▶ [PROBLEMS AND TASKS]
1. In the news article on the B.C. medical marijuana ruling, what court is Judge Robert Johnston said to sit on?
2. Copy out the passage of the news article on the B.C. medical marijuana ruling from "B.C. Supreme Court" up to and including "its dried form.".
3. Write the next part of the news article on the B.C. medical marijuana ruling, beginning after its final sentence.

B.C. judge strikes down medical marijuana rules
A Feb. 10, 2012 photo shows medical marijuana growing in a Matthew Huron owned grow house in Denver. (AP Photo/Ed Andrieski)
The Canadian Press
Published Friday, April 13, 2012 6:58PM EDT
VICTORIA - A judge in Victoria has ruled it's unconstitutional to prevent medical marijuana users from eating pot cookies, but the man whose case prompted the decision will still face trial.
B.C. Supreme Court Judge Robert Johnston has ruled sections of the federal regulations governing medical marijuana violate the charter because they limit legal use of the drug to its dried form.
Johnston said the Marijuana Medical Access Regulations wrongly prevent licensed marijuana patients from using pot in other forms, such as oils in baked goods.
The ruling stems from a case involving Owen Smith, head baker for the Cannabis Buyers' Club of Canada, who was charged with possessing and trafficking in marijuana for baking pot-laced cookies for distribution to medical marijuana users. His lawyer argued the medical marijuana regulations violated Smith's rights.
Despite the ruling, Johnston said Smith will still face the drug charges because he didn't have the authorization to produce the cookies.
Smith's lawyer explained that the ruling deletes the word "dried" from the medical marijuana rules.

▶ [PROVIDED DATA]

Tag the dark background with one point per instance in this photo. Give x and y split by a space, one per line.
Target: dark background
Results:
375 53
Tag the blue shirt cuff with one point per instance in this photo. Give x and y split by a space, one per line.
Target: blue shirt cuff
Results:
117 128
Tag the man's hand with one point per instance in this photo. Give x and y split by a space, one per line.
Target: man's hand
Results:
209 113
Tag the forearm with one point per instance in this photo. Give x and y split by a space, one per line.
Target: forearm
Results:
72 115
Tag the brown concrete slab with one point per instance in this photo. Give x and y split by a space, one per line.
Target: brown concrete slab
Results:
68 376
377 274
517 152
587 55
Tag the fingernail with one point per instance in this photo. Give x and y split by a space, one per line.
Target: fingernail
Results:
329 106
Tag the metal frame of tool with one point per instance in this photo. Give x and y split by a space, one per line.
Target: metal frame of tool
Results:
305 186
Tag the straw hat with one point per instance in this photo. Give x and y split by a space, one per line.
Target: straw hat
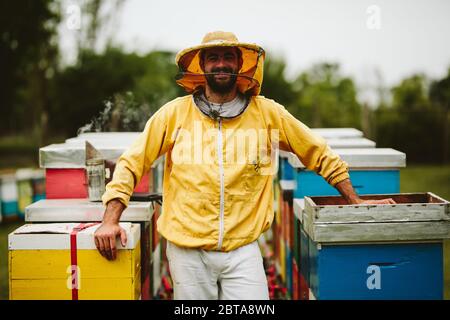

▶ [ANSWERS FOR EACH ITEM]
1. The B.C. Supreme Court.

2.
B.C. Supreme Court Judge Robert Johnston has ruled sections of the federal regulations governing medical marijuana violate the charter because they limit legal use of the drug to its dried form.

3.
"Justice Johnston did declare that the law restricting medical possession and production of cannabis to dried form only did violate the charter," said Kirk Tousaw.
Johnston had yet to rule on whether the decision takes effect immediately or whether Parliament will be given time to rewrite the regulations. The ruling would only apply in B.C. unless the case is eventually appealed to the Supreme Court of Canada.
Smith's jury trial is scheduled to begin April 25.
Smith said he hopes a jury will agree making an edible marijuana product is better for people relying on the drug for medical reasons.
"It's hard to think that somebody would want to deny somebody a safer form for medicating," said Smith.
The current rules are "essentially forcing sick people to smoke, and that's against most people's common sense," he said.